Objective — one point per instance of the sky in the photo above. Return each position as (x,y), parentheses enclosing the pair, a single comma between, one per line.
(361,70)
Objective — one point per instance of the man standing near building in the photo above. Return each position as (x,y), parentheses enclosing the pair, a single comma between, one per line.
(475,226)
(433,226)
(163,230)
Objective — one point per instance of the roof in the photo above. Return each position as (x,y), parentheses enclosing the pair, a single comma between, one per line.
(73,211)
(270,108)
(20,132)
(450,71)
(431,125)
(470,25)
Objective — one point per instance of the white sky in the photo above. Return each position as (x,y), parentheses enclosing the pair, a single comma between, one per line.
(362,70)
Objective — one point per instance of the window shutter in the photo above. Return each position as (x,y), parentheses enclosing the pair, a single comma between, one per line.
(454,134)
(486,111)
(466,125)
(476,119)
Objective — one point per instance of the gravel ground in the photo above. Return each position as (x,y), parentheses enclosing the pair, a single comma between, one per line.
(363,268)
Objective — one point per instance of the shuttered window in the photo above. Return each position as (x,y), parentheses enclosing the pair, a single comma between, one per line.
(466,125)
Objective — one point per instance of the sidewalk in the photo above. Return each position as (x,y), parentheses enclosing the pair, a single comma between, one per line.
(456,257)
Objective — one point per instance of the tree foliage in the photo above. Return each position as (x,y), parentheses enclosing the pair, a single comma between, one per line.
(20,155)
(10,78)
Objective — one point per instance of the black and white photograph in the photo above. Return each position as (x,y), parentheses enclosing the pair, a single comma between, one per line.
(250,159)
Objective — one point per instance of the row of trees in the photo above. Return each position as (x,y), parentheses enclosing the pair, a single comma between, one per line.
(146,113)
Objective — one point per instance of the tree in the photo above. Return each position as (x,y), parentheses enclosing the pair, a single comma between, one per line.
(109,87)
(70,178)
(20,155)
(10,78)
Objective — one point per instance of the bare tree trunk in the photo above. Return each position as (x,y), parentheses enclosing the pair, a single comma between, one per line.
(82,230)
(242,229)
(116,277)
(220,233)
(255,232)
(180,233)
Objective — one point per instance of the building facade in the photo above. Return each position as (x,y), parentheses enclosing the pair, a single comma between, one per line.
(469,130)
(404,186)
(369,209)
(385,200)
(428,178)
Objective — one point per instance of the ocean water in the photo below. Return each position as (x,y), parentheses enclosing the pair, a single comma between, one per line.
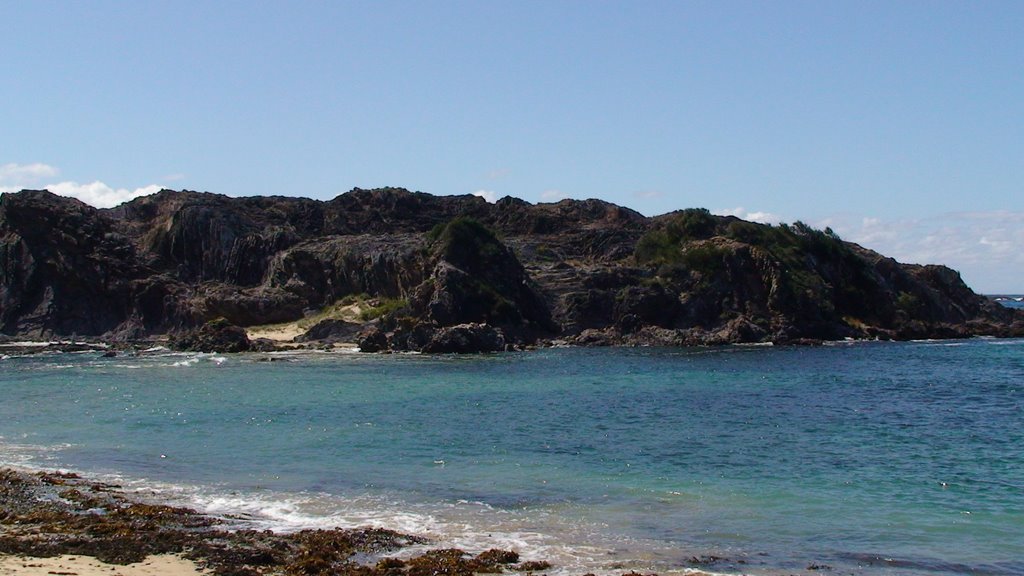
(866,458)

* * *

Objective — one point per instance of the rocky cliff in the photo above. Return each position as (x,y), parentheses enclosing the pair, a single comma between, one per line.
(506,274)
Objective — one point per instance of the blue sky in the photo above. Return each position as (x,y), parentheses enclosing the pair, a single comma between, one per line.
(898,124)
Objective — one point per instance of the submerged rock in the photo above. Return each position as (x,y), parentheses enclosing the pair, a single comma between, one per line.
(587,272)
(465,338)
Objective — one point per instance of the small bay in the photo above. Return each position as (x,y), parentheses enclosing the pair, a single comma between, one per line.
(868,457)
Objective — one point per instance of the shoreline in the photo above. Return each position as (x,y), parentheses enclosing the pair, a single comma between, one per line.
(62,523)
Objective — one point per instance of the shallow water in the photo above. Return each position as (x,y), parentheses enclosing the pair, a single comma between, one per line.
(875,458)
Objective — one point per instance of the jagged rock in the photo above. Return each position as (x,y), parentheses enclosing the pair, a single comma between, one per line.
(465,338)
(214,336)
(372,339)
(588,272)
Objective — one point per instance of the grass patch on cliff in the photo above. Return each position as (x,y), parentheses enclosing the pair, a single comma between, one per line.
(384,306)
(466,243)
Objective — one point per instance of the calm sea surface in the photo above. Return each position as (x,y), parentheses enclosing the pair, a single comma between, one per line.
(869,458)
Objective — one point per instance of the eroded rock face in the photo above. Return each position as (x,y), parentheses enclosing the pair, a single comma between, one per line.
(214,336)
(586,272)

→ **Exercise brief**
Copy out each line above that contains the word "water", treating uppercase and lowercase as different.

→ **Written answer**
Objective — one point per instance of the ocean water in the photo below. Return each position as (x,y), parentheses enclosing the pair, a single comma between, one per line.
Objective — one point per instance of the shallow water in the photo above. Return each position as (x,y), parentheses enclosing the pair, a single comma between, one per line.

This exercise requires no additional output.